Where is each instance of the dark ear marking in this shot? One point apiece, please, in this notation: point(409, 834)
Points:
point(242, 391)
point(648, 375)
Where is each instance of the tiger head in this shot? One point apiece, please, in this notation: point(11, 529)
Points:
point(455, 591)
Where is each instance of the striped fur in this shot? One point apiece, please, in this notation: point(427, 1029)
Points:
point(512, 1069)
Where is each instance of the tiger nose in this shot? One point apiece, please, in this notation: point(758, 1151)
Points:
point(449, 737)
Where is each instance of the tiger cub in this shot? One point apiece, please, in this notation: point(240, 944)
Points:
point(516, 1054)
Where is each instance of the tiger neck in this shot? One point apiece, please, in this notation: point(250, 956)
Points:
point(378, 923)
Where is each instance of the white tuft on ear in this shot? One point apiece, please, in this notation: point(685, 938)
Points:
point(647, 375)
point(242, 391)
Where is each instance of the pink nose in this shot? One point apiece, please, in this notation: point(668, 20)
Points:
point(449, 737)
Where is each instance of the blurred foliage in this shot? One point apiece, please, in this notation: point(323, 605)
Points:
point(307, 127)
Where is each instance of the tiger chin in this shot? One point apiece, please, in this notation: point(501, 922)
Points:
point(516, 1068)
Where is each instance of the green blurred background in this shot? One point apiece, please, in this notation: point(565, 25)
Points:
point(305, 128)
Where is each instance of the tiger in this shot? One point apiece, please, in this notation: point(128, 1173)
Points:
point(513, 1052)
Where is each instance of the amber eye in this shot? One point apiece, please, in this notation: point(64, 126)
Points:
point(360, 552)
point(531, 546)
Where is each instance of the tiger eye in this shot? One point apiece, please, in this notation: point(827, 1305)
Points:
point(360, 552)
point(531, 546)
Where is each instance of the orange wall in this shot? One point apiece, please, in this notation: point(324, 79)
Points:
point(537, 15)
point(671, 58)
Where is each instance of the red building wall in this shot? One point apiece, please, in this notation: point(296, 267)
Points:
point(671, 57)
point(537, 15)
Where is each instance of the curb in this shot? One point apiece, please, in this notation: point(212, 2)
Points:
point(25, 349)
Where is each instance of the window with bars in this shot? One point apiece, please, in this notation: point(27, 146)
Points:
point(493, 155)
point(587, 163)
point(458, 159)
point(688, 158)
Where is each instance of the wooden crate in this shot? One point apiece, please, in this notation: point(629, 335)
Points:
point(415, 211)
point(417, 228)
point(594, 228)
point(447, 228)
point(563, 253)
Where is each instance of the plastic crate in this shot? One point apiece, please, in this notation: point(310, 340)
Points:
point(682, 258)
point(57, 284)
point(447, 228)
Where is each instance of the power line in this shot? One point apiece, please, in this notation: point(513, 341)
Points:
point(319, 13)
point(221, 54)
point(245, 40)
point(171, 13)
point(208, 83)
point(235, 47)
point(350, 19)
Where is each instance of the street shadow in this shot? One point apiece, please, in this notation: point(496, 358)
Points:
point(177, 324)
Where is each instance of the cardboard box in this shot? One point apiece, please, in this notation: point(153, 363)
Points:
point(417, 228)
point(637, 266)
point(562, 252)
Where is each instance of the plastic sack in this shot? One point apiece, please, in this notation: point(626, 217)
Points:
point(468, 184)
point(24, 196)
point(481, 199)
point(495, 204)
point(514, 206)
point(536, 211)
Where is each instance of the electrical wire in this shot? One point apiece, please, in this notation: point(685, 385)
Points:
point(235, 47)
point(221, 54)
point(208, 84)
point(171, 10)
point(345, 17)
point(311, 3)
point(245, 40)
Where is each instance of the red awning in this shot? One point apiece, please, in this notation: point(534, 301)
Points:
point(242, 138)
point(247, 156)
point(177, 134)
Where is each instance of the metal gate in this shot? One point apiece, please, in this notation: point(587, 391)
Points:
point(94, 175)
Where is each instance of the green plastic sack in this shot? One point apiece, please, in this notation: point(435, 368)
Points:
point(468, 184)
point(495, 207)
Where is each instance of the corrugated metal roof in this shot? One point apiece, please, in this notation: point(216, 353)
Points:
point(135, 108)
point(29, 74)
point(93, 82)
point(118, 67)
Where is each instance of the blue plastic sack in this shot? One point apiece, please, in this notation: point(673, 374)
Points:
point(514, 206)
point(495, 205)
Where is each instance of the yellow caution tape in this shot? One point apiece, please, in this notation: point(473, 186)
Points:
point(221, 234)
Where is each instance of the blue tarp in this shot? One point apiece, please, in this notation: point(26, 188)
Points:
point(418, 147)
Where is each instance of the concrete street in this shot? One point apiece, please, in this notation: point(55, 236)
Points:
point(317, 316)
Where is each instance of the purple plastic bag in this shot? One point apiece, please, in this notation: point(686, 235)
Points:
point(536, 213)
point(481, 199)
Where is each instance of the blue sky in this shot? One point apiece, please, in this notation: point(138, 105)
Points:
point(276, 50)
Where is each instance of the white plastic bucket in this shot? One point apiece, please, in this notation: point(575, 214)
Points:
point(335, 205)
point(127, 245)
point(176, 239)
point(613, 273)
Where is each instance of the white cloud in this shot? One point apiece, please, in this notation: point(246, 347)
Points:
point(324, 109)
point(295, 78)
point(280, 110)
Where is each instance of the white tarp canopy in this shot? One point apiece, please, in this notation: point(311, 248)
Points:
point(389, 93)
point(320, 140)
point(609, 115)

> **Work required**
Retype all of the records above, line for line, with no changes.

> **Complete output**
Where is each instance of the dark ear marking in this shot? One point apiece, please, in this notation: point(409, 834)
Points:
point(242, 391)
point(648, 375)
Where is each instance of the tiger head in this shot? One point apiece, please, in this notation: point(11, 529)
Points:
point(455, 591)
Where is each instance of the striped fur in this shot? One point apiece, please, in this notation: point(427, 1029)
Points:
point(512, 1069)
Where is each instance of the tiger nose in this shot? One point apiece, please, in this notation: point(758, 1151)
Points:
point(449, 737)
Where is each instance of the tiger cub in this shot? One point apiece, please, in this notation: point(240, 944)
Points:
point(516, 1054)
Where is each instance of the tiger neck in this shot? One point apiece, please, in this notation: point(250, 956)
Points:
point(378, 923)
Where is each instance of the white tuft on ear in this shot? One point apiece, please, in this notation: point(685, 938)
Points:
point(647, 375)
point(242, 391)
Where is each instance of the pink nose in this shot? One point apiece, please, in this notation: point(668, 20)
Points:
point(449, 737)
Where is each instance of the blurred foliage in this shot? One point apiece, please, in this notation: point(323, 605)
Points:
point(307, 127)
Where is each instance of the tiger chin in this shot? One point apiece, please, in this notation: point(501, 922)
Points:
point(516, 1068)
Where is each instance of the green blurred background in this shot? One point apiece, please, in this notation: point(565, 25)
Points:
point(305, 128)
Where is each instance of the tiger in this shot? One point apiece, please, in this notation: point(128, 1173)
Points:
point(513, 1052)
Where is each instance of the amber eye in this shot? One point apiece, please, in this notation: point(64, 126)
Points:
point(360, 552)
point(531, 546)
Where is each instance of the tiger eye in this shot? One point apiece, please, in this notation: point(827, 1305)
Points:
point(360, 552)
point(531, 546)
Where is each instance of the orange wall in this shot? One point apiece, please, in this notation: point(324, 79)
Points:
point(537, 15)
point(671, 58)
Where is each instance of the red building wall in this shot? One point apiece, please, in this notation: point(296, 267)
Points:
point(671, 57)
point(537, 15)
Where is each instance of the curb in this shot? One point apiece, please, in this notation: point(212, 2)
Points:
point(25, 349)
Where is each instance of the window with bars in this shot? One point apiece, please, in this notation: point(27, 146)
Points:
point(493, 155)
point(587, 163)
point(458, 159)
point(688, 158)
Where is each instance of the wooden crate in this shot? One point apiece, please, in this notation: point(629, 335)
Points:
point(415, 211)
point(417, 228)
point(594, 228)
point(447, 228)
point(563, 253)
Where is each instance of the plastic crate in this shot? One point apiece, please, in this notation: point(310, 340)
Points:
point(682, 258)
point(57, 284)
point(447, 228)
Where is each instance of the power line in this shot? One point apiece, please, in this notation: point(513, 341)
Points:
point(319, 13)
point(221, 54)
point(245, 40)
point(171, 13)
point(208, 83)
point(235, 47)
point(350, 19)
Where is each instance of the street shadow in this shot? One point apiece, please, in this notation: point(496, 358)
Points:
point(177, 324)
Where is each instance of the cardboard box in this shot? One point apiece, please, in this notation: point(153, 363)
Points:
point(417, 228)
point(637, 266)
point(562, 252)
Where is each instance of the plastic sack in this shot? One point apiece, please, in this notation: point(626, 217)
Points:
point(468, 184)
point(24, 196)
point(481, 199)
point(495, 204)
point(514, 206)
point(536, 211)
Where is each instance of the electrical wire in this shot? One point apiece, please, in this notation: point(685, 385)
Points:
point(235, 47)
point(221, 54)
point(208, 84)
point(171, 10)
point(345, 17)
point(311, 3)
point(245, 40)
Where is each instance of the red awning in this shot? One point apiece, please, in this notation: point(534, 301)
Points:
point(242, 138)
point(247, 156)
point(177, 134)
Where is each instance of the metal gate in this shot? One point apiece, please, in this notation: point(587, 391)
Points:
point(94, 175)
Where is each instance of the green plastic sack in this shot? One point apiece, please, in this notation: point(435, 368)
Points:
point(468, 184)
point(495, 207)
Where is each instance of the corrugated metal roof in this shot? One point apiece, please, in this notation: point(216, 353)
Points:
point(135, 108)
point(29, 74)
point(93, 82)
point(118, 67)
Where is each instance of the blue plastic sack in this shot? One point apiece, please, in this notation: point(673, 374)
Points:
point(514, 206)
point(495, 205)
Where is each instance of the yellow caution tape in this shot? One point apiece, please, in this notation: point(473, 186)
Points:
point(221, 234)
Where is each instance of the blue tarp in this shot? One point apiece, please, in this notation: point(26, 188)
Points:
point(418, 147)
Where is each instance of the concrete street in this shot? One point apiece, please, in this notation: point(55, 236)
Points:
point(317, 316)
Where is each instance of the purple plastic bag in this shot? One point apiece, please, in this notation: point(686, 235)
Points:
point(536, 213)
point(481, 199)
Where is each instance of the blue sky in this shot? One point apiece, please, in this notation: point(138, 105)
Points:
point(276, 50)
Where is each instance of the white plastic bucket in this shot? One point apiece, please, in this notation: point(575, 214)
Points:
point(335, 205)
point(127, 245)
point(176, 239)
point(613, 273)
Where is each instance of the white cloud in this shot? One point apiece, please, in this notation: point(246, 347)
Points:
point(324, 109)
point(295, 78)
point(280, 110)
Where is each instance of the white tarp canopy in this shot? One point apiece, please, in this notation: point(311, 248)
Points:
point(389, 93)
point(320, 140)
point(609, 115)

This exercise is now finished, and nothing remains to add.